▶ **Job**: Copy out only the span from the line with "jacket in the photo above." to the end of the data, both ends kept, word for word.

▶ **Supplied material**:
————————

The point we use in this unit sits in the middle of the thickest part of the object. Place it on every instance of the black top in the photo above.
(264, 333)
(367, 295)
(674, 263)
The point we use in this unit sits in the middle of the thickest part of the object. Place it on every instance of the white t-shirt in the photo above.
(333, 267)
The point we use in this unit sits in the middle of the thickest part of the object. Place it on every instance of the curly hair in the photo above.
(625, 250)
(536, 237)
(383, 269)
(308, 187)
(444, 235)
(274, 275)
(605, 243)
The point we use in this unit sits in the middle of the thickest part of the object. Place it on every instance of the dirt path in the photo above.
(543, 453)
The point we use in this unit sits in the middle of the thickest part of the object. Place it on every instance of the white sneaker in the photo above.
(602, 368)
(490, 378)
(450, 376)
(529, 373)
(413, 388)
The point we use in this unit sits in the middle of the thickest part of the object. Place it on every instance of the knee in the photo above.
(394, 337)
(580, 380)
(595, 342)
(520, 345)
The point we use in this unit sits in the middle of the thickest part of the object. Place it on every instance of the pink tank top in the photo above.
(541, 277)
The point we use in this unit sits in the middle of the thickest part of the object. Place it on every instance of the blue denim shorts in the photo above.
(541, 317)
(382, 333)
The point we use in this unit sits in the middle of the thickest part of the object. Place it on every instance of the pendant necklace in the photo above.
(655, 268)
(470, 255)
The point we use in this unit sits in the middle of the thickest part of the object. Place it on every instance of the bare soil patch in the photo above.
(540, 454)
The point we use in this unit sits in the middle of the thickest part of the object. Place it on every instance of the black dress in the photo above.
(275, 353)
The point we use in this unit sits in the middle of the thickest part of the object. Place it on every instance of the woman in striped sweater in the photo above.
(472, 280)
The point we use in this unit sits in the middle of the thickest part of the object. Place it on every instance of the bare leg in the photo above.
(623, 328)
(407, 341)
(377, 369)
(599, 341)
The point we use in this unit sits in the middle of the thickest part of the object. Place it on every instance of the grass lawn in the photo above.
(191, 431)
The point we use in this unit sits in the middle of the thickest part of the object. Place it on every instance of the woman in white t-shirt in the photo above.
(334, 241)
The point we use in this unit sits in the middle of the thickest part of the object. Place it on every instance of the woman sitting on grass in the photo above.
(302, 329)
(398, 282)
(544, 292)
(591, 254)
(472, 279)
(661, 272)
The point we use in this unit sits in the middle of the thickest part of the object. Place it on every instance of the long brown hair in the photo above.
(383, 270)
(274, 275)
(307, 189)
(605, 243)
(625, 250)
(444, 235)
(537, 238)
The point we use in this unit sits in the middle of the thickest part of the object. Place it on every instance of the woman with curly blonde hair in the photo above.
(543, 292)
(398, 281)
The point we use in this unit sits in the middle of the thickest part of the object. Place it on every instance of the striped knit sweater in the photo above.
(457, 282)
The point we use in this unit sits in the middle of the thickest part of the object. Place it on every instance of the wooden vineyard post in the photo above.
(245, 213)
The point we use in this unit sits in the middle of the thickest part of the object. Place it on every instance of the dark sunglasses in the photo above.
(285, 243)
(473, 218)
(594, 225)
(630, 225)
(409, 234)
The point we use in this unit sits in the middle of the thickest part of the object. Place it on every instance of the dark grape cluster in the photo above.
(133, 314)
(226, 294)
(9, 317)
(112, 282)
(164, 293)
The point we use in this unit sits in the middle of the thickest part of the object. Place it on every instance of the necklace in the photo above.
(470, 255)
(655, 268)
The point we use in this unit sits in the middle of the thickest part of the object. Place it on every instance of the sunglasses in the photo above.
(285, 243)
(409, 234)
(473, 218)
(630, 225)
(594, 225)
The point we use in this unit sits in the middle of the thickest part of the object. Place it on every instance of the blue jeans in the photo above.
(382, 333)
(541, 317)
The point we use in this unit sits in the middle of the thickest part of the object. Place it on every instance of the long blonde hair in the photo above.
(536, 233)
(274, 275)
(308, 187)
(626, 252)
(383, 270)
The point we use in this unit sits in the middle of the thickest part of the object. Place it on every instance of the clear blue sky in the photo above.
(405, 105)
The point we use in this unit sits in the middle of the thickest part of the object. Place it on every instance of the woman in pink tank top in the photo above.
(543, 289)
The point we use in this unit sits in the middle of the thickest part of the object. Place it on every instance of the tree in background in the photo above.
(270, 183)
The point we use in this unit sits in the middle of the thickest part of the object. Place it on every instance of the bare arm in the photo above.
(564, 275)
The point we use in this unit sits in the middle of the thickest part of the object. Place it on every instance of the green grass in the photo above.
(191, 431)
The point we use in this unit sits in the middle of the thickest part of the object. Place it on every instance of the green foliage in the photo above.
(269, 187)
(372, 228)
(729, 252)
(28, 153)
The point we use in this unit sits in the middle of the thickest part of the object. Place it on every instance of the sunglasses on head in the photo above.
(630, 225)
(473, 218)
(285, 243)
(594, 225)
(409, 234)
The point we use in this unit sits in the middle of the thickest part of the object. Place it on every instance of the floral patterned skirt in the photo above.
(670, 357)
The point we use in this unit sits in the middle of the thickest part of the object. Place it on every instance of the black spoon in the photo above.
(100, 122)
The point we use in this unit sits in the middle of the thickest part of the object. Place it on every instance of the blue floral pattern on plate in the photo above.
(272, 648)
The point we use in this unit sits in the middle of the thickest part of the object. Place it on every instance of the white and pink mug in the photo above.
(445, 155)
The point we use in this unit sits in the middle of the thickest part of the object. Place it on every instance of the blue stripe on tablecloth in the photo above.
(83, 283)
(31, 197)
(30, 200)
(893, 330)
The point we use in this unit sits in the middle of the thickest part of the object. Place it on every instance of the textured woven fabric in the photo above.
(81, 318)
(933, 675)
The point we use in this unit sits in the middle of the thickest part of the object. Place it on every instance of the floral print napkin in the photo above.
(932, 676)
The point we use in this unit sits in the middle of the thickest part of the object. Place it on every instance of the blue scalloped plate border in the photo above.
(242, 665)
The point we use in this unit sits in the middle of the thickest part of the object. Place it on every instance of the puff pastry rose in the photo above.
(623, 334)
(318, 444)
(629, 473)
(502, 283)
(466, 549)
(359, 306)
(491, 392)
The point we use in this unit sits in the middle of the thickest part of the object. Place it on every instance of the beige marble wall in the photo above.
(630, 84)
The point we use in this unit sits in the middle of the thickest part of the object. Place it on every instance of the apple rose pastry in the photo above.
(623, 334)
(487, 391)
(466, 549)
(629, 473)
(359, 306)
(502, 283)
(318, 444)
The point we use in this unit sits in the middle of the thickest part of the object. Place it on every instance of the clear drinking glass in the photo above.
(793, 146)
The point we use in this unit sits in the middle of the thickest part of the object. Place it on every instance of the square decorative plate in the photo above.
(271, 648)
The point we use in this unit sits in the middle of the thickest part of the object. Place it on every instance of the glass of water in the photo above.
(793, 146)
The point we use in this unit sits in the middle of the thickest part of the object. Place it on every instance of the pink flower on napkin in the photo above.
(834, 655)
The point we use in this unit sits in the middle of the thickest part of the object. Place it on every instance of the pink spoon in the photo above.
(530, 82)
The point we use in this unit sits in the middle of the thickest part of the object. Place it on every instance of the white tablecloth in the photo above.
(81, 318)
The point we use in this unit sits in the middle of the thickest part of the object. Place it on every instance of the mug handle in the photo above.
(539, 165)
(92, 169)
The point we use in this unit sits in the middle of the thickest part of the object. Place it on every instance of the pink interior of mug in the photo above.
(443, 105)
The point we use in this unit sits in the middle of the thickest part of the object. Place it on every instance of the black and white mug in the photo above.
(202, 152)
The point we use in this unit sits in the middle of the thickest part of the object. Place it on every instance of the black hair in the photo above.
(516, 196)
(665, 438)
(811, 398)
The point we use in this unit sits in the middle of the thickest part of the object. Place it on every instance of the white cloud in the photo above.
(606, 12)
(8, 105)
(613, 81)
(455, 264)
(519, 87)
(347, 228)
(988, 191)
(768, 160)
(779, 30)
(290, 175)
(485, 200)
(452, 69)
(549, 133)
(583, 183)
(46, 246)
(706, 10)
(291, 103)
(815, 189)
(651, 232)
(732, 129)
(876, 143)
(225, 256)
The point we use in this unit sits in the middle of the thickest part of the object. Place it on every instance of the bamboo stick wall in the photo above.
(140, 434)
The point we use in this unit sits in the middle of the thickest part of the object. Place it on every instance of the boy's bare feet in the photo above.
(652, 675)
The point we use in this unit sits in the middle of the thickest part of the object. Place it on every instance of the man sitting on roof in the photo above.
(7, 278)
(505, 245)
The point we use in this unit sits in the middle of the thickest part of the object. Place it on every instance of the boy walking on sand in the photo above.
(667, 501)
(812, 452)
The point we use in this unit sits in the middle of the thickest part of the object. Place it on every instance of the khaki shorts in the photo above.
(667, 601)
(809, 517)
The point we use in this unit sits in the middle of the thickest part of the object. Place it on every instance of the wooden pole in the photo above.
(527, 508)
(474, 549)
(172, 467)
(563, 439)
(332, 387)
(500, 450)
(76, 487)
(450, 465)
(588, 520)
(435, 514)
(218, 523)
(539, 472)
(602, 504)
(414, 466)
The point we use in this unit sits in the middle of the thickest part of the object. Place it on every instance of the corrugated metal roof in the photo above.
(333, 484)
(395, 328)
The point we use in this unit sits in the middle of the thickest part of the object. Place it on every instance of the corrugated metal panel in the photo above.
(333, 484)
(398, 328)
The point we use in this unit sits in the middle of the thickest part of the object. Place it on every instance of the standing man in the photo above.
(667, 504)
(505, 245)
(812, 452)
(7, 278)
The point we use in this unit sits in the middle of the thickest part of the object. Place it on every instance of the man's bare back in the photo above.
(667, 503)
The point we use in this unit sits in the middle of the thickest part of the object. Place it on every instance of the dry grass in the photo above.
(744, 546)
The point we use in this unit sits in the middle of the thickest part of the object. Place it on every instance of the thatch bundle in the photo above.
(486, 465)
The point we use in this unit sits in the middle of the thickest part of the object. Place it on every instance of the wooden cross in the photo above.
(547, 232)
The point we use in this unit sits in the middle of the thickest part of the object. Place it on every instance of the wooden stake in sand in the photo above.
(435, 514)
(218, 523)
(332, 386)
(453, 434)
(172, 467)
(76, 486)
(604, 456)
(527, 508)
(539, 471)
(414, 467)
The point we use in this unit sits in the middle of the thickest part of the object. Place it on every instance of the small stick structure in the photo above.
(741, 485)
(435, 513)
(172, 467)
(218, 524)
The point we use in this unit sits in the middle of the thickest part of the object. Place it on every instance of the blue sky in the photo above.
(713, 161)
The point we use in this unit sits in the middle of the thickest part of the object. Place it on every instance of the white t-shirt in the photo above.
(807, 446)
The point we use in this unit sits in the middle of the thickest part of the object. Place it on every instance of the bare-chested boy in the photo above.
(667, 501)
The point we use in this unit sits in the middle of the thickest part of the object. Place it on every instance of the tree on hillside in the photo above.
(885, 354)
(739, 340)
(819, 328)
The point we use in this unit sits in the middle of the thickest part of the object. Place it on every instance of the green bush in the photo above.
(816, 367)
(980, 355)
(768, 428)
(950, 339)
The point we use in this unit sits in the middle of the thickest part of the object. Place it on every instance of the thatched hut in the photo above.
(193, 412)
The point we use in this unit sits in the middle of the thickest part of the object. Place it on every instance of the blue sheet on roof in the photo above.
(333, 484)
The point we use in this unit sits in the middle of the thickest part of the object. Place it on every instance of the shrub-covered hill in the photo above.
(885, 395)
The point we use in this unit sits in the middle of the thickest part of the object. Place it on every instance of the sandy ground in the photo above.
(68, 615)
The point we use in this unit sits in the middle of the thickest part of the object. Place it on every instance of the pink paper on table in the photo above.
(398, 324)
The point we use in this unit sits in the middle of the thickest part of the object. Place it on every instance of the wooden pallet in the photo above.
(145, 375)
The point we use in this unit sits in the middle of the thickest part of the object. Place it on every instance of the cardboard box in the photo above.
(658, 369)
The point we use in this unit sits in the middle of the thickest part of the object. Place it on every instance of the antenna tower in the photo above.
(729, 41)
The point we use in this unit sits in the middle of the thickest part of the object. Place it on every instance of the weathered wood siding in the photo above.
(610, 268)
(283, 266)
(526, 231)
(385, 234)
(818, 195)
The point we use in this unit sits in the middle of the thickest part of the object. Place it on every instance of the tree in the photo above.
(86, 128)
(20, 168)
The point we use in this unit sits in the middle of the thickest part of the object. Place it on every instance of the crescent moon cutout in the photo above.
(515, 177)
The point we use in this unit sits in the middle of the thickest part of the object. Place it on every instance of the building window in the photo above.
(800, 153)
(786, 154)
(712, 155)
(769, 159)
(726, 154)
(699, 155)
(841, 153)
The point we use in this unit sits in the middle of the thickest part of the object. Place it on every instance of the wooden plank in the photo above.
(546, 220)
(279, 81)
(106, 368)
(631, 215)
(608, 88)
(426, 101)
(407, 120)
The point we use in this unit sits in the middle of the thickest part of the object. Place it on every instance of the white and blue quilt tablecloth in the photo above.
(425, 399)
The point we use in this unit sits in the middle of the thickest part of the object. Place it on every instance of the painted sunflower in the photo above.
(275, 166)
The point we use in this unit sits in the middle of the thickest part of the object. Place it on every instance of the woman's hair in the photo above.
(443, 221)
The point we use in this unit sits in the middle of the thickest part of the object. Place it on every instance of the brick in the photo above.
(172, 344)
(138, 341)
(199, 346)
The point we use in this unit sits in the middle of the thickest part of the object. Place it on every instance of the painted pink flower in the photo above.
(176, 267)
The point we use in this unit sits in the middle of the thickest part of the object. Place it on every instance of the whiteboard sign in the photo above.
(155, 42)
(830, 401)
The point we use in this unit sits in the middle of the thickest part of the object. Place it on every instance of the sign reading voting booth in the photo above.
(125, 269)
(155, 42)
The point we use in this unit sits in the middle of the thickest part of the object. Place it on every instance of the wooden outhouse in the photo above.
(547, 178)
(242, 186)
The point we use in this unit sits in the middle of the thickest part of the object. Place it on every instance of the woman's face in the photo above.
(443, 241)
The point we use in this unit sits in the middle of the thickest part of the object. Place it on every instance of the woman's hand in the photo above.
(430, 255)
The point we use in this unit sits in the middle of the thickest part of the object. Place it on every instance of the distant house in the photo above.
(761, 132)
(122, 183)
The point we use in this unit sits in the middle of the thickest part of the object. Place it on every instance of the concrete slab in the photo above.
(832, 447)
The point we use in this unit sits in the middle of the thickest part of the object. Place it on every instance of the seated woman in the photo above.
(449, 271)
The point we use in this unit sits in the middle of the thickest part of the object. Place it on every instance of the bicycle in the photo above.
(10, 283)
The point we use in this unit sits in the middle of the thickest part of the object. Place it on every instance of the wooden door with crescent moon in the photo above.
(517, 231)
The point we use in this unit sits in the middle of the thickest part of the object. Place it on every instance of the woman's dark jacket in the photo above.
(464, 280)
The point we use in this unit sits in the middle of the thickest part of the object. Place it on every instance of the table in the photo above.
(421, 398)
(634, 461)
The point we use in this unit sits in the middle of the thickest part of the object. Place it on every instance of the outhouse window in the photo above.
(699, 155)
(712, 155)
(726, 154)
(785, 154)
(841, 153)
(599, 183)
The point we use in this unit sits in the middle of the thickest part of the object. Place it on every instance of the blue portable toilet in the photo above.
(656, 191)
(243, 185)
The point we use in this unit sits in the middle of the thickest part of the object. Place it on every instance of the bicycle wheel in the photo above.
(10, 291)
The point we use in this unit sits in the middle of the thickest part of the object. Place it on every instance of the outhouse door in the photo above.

————————

▶ **Output for this task**:
The point we use in this unit sits in the middle of the thickest part of the object. Place it on every instance of the woman's dark jacket in the photo above.
(464, 280)
The point we use in this unit sits in the middle of the thickest part of the object. Place it on every instance of the table in the photo above.
(421, 398)
(634, 461)
The point we use in this unit sits in the middle of the thickest part of the object. Place it on every instance of the outhouse window in the photo above.
(699, 155)
(712, 155)
(726, 154)
(785, 154)
(841, 153)
(599, 183)
The point we use in this unit sits in the middle of the thickest part of the object. Place it on every instance of the blue portable toilet in the photo above.
(656, 191)
(243, 185)
The point we use in this unit sits in the middle of the thickest part of the object. Place it on every instance of the bicycle wheel in the photo above.
(10, 291)
The point we use in this unit sits in the middle of the thickest part of the object. Place it on every instance of the outhouse door in the photo above.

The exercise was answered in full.